## Work instructions
**a.** According to the passage about the quarreling church, how many people in Jerusalem are going to be killed?
**b.** Write the next part of the passage about the quarreling church, picking up after its last sentence.

## Document section
▬▬▬▬▬▬▬▬▬▬
They were thinking evil of each other, speaking evil of each other, despising each other, lying against each other, bitter at one another, envious of one another—earthly, sensual, devilish. They were full of sinful lusts, fractured in church life, and failing miserably at spiritual maturity and wisdom. They were presumptuous, chasing wealth, making plans, and presuming to be “in control.” They were cheating each other, oppressing each other, and power-playing against each other. You get the idea.

Like I said. Bad. Really bad.

Here’s the killer—the REAL killer.

When this letter was written, all these people—the rich, the poor, the powerful, the powerless, the connected and disconnected… ALL OF THEM… get this…

They were TEN YEARS away from TOTAL DECIMATION. Yep. In less than ten years, Rome is going to walk all over this church. 1.1 million people in Jerusalem are going to be killed. Another 100,000 are going to be taken into slavery. The city will be burned. It’s all going to come crashing down on them in very short order!
▬▬▬▬▬▬▬▬▬▬
## Records shown
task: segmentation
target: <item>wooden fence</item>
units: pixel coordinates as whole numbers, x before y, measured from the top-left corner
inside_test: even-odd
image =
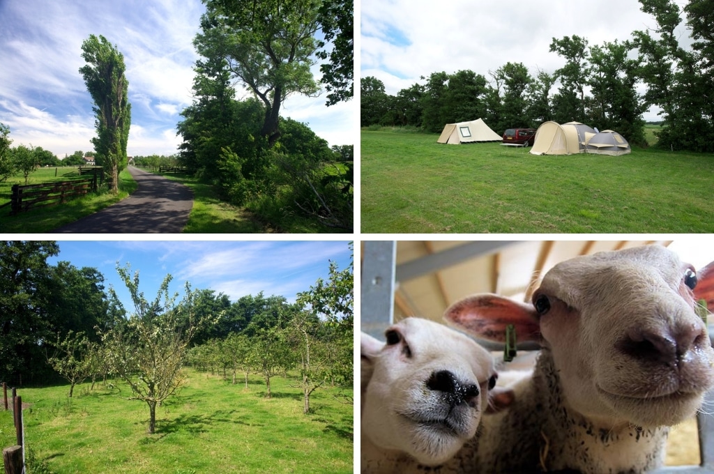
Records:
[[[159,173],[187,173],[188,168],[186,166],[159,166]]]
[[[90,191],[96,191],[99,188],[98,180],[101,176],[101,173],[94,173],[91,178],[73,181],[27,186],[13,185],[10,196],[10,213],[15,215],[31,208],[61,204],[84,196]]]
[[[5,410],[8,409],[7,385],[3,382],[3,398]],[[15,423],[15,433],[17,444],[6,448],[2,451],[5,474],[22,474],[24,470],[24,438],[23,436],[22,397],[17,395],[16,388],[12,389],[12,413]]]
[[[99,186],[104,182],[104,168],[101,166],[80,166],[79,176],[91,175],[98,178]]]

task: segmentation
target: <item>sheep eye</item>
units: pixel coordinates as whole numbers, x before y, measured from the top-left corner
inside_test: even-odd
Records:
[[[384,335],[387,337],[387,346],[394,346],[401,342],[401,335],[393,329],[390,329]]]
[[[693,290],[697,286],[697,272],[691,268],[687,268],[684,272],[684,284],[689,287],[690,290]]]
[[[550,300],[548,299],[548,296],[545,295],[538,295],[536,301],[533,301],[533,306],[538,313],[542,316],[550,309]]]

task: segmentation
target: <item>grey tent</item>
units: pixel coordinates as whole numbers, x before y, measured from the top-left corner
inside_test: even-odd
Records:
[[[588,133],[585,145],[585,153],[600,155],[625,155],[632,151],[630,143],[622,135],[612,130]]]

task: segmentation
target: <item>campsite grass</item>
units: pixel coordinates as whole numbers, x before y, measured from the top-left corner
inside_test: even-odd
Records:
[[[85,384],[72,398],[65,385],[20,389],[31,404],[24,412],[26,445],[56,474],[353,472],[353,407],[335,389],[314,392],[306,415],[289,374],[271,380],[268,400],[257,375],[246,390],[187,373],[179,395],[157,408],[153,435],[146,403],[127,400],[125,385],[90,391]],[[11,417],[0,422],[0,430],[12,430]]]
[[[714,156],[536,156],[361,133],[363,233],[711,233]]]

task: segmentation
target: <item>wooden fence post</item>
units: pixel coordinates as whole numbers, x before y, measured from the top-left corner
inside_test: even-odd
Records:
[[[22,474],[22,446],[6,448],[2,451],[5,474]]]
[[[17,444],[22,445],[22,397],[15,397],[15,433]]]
▬▬▬▬▬▬▬▬▬▬
## Exercise results
**a.** 1.1 million people.

**b.**
Point? All their games, their carnality, their politics—all of it was a “luxury” they wouldn’t have much longer. It was margin. It was a latitude that would soon disappear. Very soon, they would ALL desperately need each other. Pretty soon their politics, their fights, their pettiness would all be abruptly halted by tragic oppression and persecution.

What they needed more than anything was spiritual maturity and spiritual unity. They needed GRACE. They needed each other. They needed to forget their games and get unified around the gospel—and QUICK!

Here’s the point. Fighting, nit-picking, or critiquing other Christians is a luxury of lethargy. It’s a product of mission margin. It only happens when you have the latitude, the freedom, the “down-time” to be nit-picky. It only happens when you’re not being over-run by persecution, scattered by invading pagan oppression. And it only happens when you take your eyes off the hopeless, lost condition of humanity and start inspecting the ranks of your fellow-believers.

When Jerusalem is being over-run, Christians suddenly, quickly, immediately unite. They suddenly need each other. They urgently, aggressively love one another. When the perpetuation of life and gospel ministry is on the line, pettiness becomes exceedingly petty.

Sadly, we no longer have the “luxury of disunity” in our local churches and Bible-believing relationships.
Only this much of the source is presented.